## What to do
1. Please reproduce the part of the article on Juliane Tübke that opens with the words containing "Kochi Biennale Foundation" and closes with "during the monsoon.".
2. Answer these questions from the article on Juliane Tübke:
(a) In what year did Tübke begin her residency in Kochi, and how long did it last?
(b) In what year did floods devastate Kerala?
(c) What metal are the thin pipes in her installation made of?

## Page excerpt

Start of Block

KBF Residency artist Juliane Tübke delves into bond between humans and environs

Kochi / February 24, 2026

Kochi, Feb 24: Once worshipped with devotion, Nature today is exploited. Forests are felled, hills mowed down, marshes and wetlands filled, melting ice warms up the world, and rivers vanish or get flooded, disrupting nature’s rhythms. Tragically, people hardly realise that this reckless spoliation affects them and all creatures as well.

Kochi Biennale Foundation (KBF) Residency artist Juliane Tübke, a German, delves into human-environment relationship, how changes in weather affect water and soil, each repercussion reflected in humankind and the devastating traces they leave behind, transforming nature by the day.

“My home is in a port city like Kochi. I grew up observing the power of water and weather in Baltic coast. Water is not something external, it’s in us. Water constantly circulates as vapour, rain, rivers, oceans, sewage systems, and as drinking water through our bodies. It connects all living beings. What happens to water happens to us,” said the Berlin-based visual artist beside her sculptural installation, Weathering with Me (2020 to ongoing), in Devassy Jose and Sons, Bazaar Road, Mattancherry.

Tübke began her bangaloREsidency in Kochi in 2019 for four weeks during the monsoon.

“Surrounded by water, I decided to focus on it. I visited the Kochi backwaters and spoke with fishermen and people of all ages and occupations about the impact of water and weather, especially during monsoon, on them and their surroundings, and about the floods that devastated Kerala in 2018,” she said.

Unfortunately, she could not exhibit her work owing to the pandemic in 2020. “After returning to Germany, I continued these conversations remotely through Jith Joseph in Kochi and together with field recordings from Kochi and its backwaters became part of the installation in December 2025,” she added.

Her work comprises a network of thin copper pipes that remind one of many systems in the body and pipe systems outside. While some end into funnel-like openings, others are fixed to the wall and floor. Viewers can hear sounds of backwaters, discern music of nature, of sea, of birds, as they keep their ears to two openings, and the conversation of the people in the other two.

End of Block

## Source information

Start of Block

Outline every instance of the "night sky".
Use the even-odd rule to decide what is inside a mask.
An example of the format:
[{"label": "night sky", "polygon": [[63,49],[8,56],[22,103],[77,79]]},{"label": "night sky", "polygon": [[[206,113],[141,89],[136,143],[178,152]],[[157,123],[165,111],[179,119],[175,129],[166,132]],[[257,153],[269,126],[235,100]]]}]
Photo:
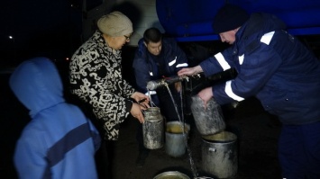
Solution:
[{"label": "night sky", "polygon": [[81,1],[2,3],[1,65],[14,65],[34,56],[63,58],[72,55],[81,43],[81,5],[78,2]]}]

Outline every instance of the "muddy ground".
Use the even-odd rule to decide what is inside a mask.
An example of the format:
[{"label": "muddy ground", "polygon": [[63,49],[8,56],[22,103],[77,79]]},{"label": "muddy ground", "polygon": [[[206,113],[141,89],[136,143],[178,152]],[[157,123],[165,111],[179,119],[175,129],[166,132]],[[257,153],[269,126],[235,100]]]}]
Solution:
[{"label": "muddy ground", "polygon": [[[15,99],[7,85],[9,75],[1,76],[0,103],[0,177],[17,178],[12,162],[14,145],[20,132],[28,122],[28,111]],[[277,179],[280,169],[277,158],[277,142],[280,124],[273,116],[265,112],[260,103],[247,99],[237,108],[224,108],[228,128],[237,134],[239,142],[238,172],[236,179]],[[201,145],[202,138],[197,130],[194,121],[190,119],[191,130],[188,146],[192,151],[192,160],[197,176],[209,176],[202,171]],[[194,176],[187,154],[181,157],[171,157],[164,148],[151,150],[142,167],[137,167],[138,157],[136,141],[137,121],[127,119],[122,124],[120,139],[114,146],[112,163],[112,179],[152,179],[156,175],[167,171],[178,171]]]},{"label": "muddy ground", "polygon": [[[280,169],[277,158],[277,141],[280,124],[265,112],[260,103],[248,99],[233,110],[224,110],[227,129],[237,134],[238,172],[235,179],[277,179]],[[206,174],[201,166],[202,138],[193,120],[188,146],[195,162],[197,176],[216,178]],[[147,179],[167,171],[178,171],[193,178],[187,153],[181,157],[169,157],[165,148],[151,150],[143,167],[137,167],[138,145],[135,139],[136,121],[128,120],[122,126],[120,139],[115,145],[113,167],[114,179]]]}]

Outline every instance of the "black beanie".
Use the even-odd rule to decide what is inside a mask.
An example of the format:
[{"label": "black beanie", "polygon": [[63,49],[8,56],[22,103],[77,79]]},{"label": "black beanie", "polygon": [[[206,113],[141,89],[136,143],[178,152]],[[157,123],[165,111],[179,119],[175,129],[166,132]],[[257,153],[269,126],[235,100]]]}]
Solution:
[{"label": "black beanie", "polygon": [[213,28],[218,34],[242,26],[248,19],[249,14],[244,9],[227,4],[215,14]]}]

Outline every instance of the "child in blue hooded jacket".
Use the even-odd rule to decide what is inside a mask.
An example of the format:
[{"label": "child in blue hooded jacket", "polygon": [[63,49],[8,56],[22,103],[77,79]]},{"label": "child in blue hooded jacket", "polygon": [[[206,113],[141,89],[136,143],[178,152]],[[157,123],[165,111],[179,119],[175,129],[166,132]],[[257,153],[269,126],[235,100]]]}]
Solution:
[{"label": "child in blue hooded jacket", "polygon": [[19,178],[97,178],[98,131],[65,102],[55,64],[46,58],[26,60],[11,76],[10,86],[32,119],[15,148]]}]

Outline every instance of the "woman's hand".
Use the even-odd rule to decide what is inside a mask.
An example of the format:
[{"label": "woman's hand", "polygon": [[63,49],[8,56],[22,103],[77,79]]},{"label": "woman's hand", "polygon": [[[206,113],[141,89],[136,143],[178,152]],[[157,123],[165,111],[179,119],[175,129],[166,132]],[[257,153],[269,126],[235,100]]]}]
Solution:
[{"label": "woman's hand", "polygon": [[148,95],[140,92],[134,92],[131,95],[131,98],[133,98],[141,106],[142,106],[142,110],[146,110],[146,108],[150,108],[150,99]]},{"label": "woman's hand", "polygon": [[200,72],[203,72],[202,67],[200,66],[196,66],[194,67],[185,67],[180,69],[178,72],[178,76],[194,76]]}]

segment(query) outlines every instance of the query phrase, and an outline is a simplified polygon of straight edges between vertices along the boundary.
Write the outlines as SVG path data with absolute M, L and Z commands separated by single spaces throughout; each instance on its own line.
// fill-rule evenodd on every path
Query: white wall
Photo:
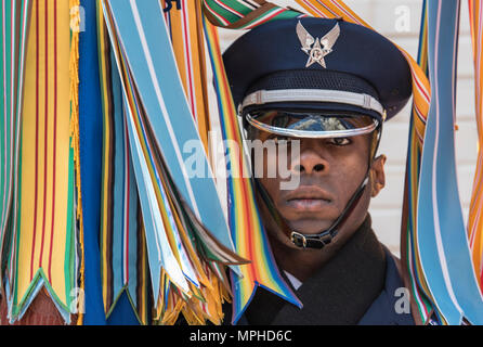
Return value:
M 299 8 L 293 0 L 272 0 L 280 5 Z M 380 34 L 417 55 L 421 0 L 347 0 L 345 3 Z M 408 11 L 408 12 L 406 12 Z M 401 13 L 408 13 L 408 31 L 401 31 Z M 471 198 L 472 180 L 477 162 L 478 134 L 474 120 L 474 91 L 472 48 L 469 28 L 468 3 L 461 1 L 461 20 L 458 56 L 456 155 L 458 183 L 465 218 Z M 222 49 L 241 35 L 239 30 L 220 30 Z M 388 156 L 387 187 L 373 200 L 370 214 L 379 237 L 393 253 L 400 250 L 401 209 L 407 151 L 409 104 L 396 118 L 384 125 L 379 153 Z

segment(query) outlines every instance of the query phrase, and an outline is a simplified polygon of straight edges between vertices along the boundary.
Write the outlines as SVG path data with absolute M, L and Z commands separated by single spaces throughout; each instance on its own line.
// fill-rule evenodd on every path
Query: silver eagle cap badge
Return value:
M 322 67 L 327 68 L 324 59 L 334 51 L 332 47 L 336 44 L 339 35 L 340 27 L 339 23 L 337 23 L 322 39 L 318 39 L 318 37 L 314 39 L 299 21 L 297 24 L 297 36 L 300 43 L 302 43 L 301 50 L 309 55 L 305 67 L 318 63 Z

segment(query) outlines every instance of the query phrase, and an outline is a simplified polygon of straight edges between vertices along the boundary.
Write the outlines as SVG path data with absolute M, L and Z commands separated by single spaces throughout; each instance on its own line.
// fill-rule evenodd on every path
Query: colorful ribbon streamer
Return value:
M 2 249 L 11 240 L 8 219 L 18 200 L 18 144 L 31 1 L 3 0 L 0 11 L 0 287 L 3 287 Z
M 483 33 L 481 22 L 483 21 L 483 10 L 481 1 L 468 0 L 468 5 L 470 9 L 471 39 L 473 43 L 475 115 L 479 139 L 477 170 L 474 174 L 473 192 L 471 195 L 468 220 L 468 235 L 472 250 L 474 270 L 477 271 L 477 277 L 480 282 L 480 290 L 483 292 L 483 70 L 481 67 L 483 54 Z
M 185 91 L 162 8 L 154 0 L 103 1 L 103 12 L 122 89 L 125 151 L 131 153 L 145 226 L 154 320 L 170 324 L 183 311 L 188 323 L 220 323 L 225 295 L 219 285 L 227 283 L 212 261 L 245 260 L 232 250 L 197 124 L 190 104 L 180 102 Z M 195 145 L 208 176 L 188 175 L 186 144 Z
M 73 124 L 76 70 L 70 69 L 69 3 L 32 2 L 19 144 L 18 203 L 8 259 L 9 316 L 21 319 L 45 286 L 65 321 L 77 298 Z M 69 63 L 70 62 L 70 63 Z M 70 91 L 70 94 L 69 94 Z M 73 101 L 73 104 L 70 103 Z M 18 207 L 18 210 L 16 210 Z
M 428 3 L 433 94 L 421 160 L 417 236 L 422 270 L 441 321 L 461 324 L 466 319 L 482 324 L 483 298 L 471 262 L 456 179 L 458 26 L 459 1 Z
M 205 22 L 205 35 L 214 75 L 222 137 L 224 143 L 236 144 L 225 149 L 230 158 L 227 171 L 231 172 L 227 177 L 230 226 L 237 253 L 251 260 L 250 265 L 240 267 L 243 277 L 236 274 L 232 277 L 234 292 L 232 323 L 235 324 L 258 286 L 295 305 L 301 306 L 301 303 L 278 272 L 256 206 L 253 187 L 246 178 L 246 172 L 250 172 L 250 169 L 241 151 L 241 132 L 223 66 L 217 28 Z

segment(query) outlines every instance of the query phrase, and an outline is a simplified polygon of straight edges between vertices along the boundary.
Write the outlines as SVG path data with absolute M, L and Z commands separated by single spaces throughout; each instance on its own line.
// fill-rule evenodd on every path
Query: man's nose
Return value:
M 329 168 L 329 163 L 316 151 L 302 150 L 298 160 L 295 160 L 291 168 L 299 175 L 324 175 Z

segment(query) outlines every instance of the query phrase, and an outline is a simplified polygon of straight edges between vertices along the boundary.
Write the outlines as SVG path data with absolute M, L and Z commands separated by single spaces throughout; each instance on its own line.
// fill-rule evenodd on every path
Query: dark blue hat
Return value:
M 401 51 L 383 36 L 341 20 L 263 24 L 223 54 L 235 105 L 362 113 L 379 121 L 412 95 Z

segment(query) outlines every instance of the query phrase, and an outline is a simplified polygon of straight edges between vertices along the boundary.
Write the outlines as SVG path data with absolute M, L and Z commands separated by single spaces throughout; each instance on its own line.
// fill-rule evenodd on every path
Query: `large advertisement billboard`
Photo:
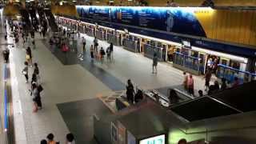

End of Block

## Responses
1.
Kochi Biennale Foundation (KBF) Residency artist Juliane Tübke, a German, delves into human-environment relationship, how changes in weather affect water and soil, each repercussion reflected in humankind and the devastating traces they leave behind, transforming nature by the day.

“My home is in a port city like Kochi. I grew up observing the power of water and weather in Baltic coast. Water is not something external, it’s in us. Water constantly circulates as vapour, rain, rivers, oceans, sewage systems, and as drinking water through our bodies. It connects all living beings. What happens to water happens to us,” said the Berlin-based visual artist beside her sculptural installation, Weathering with Me (2020 to ongoing), in Devassy Jose and Sons, Bazaar Road, Mattancherry.

Tübke began her bangaloREsidency in Kochi in 2019 for four weeks during the monsoon.

2.
(a) 2019, for four weeks
(b) 2018
(c) Copper